## TASK BRIEF
Please restate each entry that follows word for word.

[Natural language region descriptions]
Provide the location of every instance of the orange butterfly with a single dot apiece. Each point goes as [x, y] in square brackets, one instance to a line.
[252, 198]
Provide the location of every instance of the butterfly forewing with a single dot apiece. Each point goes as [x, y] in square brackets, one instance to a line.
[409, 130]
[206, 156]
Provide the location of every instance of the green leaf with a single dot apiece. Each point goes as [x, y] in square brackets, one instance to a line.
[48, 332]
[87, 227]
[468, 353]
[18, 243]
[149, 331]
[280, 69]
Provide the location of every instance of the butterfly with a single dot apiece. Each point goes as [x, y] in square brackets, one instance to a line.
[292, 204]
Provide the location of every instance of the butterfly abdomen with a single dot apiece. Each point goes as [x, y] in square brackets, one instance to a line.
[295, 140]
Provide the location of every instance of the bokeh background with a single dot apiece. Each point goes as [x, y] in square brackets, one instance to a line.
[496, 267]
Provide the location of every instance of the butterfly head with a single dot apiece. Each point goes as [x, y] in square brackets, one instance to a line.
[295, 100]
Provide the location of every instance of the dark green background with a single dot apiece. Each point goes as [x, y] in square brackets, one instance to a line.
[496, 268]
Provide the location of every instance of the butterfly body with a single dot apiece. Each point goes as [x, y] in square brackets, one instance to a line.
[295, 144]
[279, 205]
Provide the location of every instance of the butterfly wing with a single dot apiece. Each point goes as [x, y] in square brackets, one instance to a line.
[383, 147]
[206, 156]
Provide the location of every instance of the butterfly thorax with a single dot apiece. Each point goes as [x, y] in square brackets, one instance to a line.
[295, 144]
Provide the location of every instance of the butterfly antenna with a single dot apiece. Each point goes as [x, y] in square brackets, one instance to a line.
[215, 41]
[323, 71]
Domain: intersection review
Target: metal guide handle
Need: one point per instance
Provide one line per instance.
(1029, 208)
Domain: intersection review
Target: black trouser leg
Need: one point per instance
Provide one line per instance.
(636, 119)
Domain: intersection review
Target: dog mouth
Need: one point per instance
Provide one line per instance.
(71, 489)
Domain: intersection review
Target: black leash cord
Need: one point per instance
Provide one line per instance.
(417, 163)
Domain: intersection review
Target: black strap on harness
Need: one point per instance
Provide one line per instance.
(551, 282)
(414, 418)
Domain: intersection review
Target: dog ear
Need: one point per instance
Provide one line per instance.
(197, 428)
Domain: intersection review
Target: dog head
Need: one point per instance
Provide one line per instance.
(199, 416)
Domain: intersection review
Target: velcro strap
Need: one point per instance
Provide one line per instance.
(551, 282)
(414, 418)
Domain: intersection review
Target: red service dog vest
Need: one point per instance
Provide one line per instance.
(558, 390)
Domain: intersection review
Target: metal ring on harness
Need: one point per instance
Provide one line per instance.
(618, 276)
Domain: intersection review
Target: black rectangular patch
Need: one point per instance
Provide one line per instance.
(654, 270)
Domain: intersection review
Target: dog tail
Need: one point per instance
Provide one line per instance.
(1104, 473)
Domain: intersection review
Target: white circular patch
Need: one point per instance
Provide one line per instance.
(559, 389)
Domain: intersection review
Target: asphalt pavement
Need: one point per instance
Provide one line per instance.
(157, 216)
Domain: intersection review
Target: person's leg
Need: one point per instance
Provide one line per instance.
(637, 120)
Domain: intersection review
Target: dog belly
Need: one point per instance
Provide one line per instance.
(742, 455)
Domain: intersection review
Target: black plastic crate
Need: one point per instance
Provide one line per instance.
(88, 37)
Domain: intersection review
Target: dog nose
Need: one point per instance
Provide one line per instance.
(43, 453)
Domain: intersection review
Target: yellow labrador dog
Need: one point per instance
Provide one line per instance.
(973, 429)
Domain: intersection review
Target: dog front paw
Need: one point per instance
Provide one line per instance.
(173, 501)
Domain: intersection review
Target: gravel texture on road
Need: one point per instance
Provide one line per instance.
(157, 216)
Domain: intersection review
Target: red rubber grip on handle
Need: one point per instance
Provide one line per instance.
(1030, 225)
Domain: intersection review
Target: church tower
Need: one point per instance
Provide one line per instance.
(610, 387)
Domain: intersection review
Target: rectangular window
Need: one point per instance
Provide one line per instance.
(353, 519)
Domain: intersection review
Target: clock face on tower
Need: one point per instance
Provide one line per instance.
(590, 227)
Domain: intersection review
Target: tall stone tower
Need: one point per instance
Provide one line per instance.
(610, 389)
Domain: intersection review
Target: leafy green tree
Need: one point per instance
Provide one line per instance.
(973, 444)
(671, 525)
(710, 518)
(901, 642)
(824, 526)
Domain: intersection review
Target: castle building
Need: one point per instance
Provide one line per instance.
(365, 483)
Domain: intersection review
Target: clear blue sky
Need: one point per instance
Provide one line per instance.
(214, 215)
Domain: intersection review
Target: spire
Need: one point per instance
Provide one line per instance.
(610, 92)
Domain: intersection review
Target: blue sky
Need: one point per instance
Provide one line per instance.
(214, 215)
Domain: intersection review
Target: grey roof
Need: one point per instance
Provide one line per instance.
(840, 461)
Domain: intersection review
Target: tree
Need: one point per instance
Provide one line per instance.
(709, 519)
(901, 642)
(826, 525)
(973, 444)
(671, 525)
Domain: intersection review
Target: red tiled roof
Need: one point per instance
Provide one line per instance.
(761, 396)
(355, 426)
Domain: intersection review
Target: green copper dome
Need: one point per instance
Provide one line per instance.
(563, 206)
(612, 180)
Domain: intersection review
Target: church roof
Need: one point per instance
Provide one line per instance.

## COMPLETED EXERCISE
Provide the location of every instance of the orange butterfly with a single dot apiece. Each point goes as [x, y] in square brackets, one instance to a line.
[252, 198]
Provide the location of every instance of the butterfly forewing with a single dot apiece. Each point goes as [x, y] in square brackets, one instance to a line.
[409, 130]
[206, 156]
Provide the location of every instance of the green leaf with a single dot apiece. Each point goes as [x, y] in square brackets, one instance to a line.
[48, 332]
[87, 227]
[468, 353]
[18, 243]
[149, 331]
[280, 69]
Provide the location of every instance of the butterfly with a single dot apiece. Each point goes as [x, y] in square brackets, one instance to a line.
[292, 204]
Provide the location of every instance of the butterfly abdomen with a single dot apiece. Each point goes as [x, y] in square brackets, one instance to a line.
[295, 140]
Provide the location of every instance of the bokeh background with a single dot apiece. Each point goes as [x, y] in square brackets, one instance to a line.
[496, 267]
Provide the location of every instance of the butterfly head with a single dot apiece. Each point goes as [x, y] in square brackets, one instance to a line.
[295, 100]
Provide the location of every instance of the dark green background with a single dot apiece. Each point goes as [x, y] in square brackets, one instance to a line.
[496, 268]
Provide the location of every instance of the butterfly body with a single dot apiece. Each point goes as [x, y] in square brackets, one instance to a line.
[295, 144]
[279, 205]
Provide the location of every instance of the butterfly wing with a single dot apiece. Each point goes as [x, y] in square brackets, one instance to a line.
[383, 147]
[206, 156]
Provide the location of every instance of the butterfly thorax with a single dot apiece. Each point goes as [x, y] in square brackets, one instance to a line.
[295, 144]
Provide the location of every instance of the butterfly antenna with a single dot apiece. Each point goes as [x, y] in square brackets, one instance to a line.
[215, 41]
[323, 71]
Domain: intersection review
Target: metal guide handle
Need: one point per instance
Provide one line per instance.
(1029, 208)
Domain: intersection review
Target: black trouser leg
Need: one point per instance
Provide one line per instance.
(636, 119)
Domain: intersection review
Target: dog mouth
Need: one point per instance
Provide one line per instance.
(71, 489)
Domain: intersection review
Target: black leash cord
Need: one point per instance
Provide one line per instance.
(417, 163)
Domain: intersection review
Target: black strap on harness
Need: one point per instance
Provide one line per instance.
(551, 282)
(414, 418)
Domain: intersection review
Target: dog ear
Need: one point per instance
Provide one line per instance.
(197, 428)
Domain: intersection review
Target: dog head
Need: one point per instance
Provide one line per instance.
(199, 416)
Domain: intersection review
Target: velcro strap
Need: one point per instance
Provide one line per instance.
(551, 282)
(414, 418)
Domain: intersection review
Target: red service dog vest
Need: one point per instance
Provide one line per instance.
(558, 390)
Domain: intersection review
Target: metal ring on harness
Need: one point per instance
Provide one line per instance.
(618, 276)
Domain: intersection review
Target: black rectangular patch
Need: one point per instance
Provide one line per instance.
(654, 270)
Domain: intersection review
Target: dog tail
Need: one point per instance
Provide one line per instance.
(1104, 473)
Domain: intersection review
Target: white circular patch
Need: one point per instance
Provide one line per instance.
(559, 389)
Domain: intersection review
Target: asphalt pavement
Need: one point per instance
Provide one line per instance.
(157, 216)
Domain: intersection review
Target: person's leg
Need: one point per instance
Provide one line per instance.
(637, 120)
Domain: intersection review
Target: dog belly
Need: one point per instance
Provide one line per instance.
(742, 455)
Domain: intersection review
Target: black plastic crate
Need: one point per instance
Provide one line per instance.
(88, 37)
Domain: intersection review
Target: dog nose
Need: one point per instance
Provide one line per instance.
(43, 453)
Domain: intersection review
Target: yellow labrador dog
Need: one point per instance
Provide one line per instance.
(973, 429)
Domain: intersection review
Target: dog front paw
Need: one point per instance
Provide one line per instance.
(173, 501)
Domain: intersection review
Target: gravel texture on road
Need: one point per instance
Provide one line per instance.
(157, 216)
Domain: intersection review
Target: red rubber grip on handle
Need: one point per instance
Provide one line per instance.
(1030, 225)
Domain: intersection review
Target: church tower
Need: one point per instance
Provide one line per instance.
(610, 387)
Domain: intersection review
Target: rectangular window
Need: one point per instance
Provide one line per instance.
(353, 519)
Domain: intersection review
Target: clock face on tower
Need: one point per instance
Provide one line per instance.
(590, 227)
Domain: intersection review
Target: tall stone tower
Need: one point per instance
Provide one line per instance.
(610, 389)
Domain: intersection review
Target: leafy green tree
Need: one point per instance
Provide one line per instance.
(973, 444)
(671, 525)
(710, 518)
(901, 642)
(824, 526)
Domain: intersection review
Target: castle building
Need: one point per instance
Provide one line per instance.
(365, 483)
Domain: intersection review
Target: clear blue sky
Need: one point per instance
Provide one line per instance.
(214, 215)
Domain: intersection review
Target: spire
Need: one point per instance
Provide one line per instance.
(610, 92)
Domain: intersection review
Target: blue sky
Need: one point per instance
Provide one line per instance.
(214, 215)
Domain: intersection review
Target: grey roof
Need: one point per instance
Provide one line per instance.
(840, 461)
Domain: intersection review
Target: tree
Need: one point per instance
Provide one line per instance.
(709, 519)
(901, 642)
(826, 525)
(973, 444)
(671, 525)
Domain: intersection review
Target: red tiled roof
Need: one point per instance
Provide one line per instance.
(761, 396)
(355, 426)
Domain: intersection review
Target: green copper dome
Need: one point per instance
Provide one line per instance.
(563, 206)
(612, 180)
Domain: intersection review
Target: church roof
Need: one point per instance
Provide one line per instance.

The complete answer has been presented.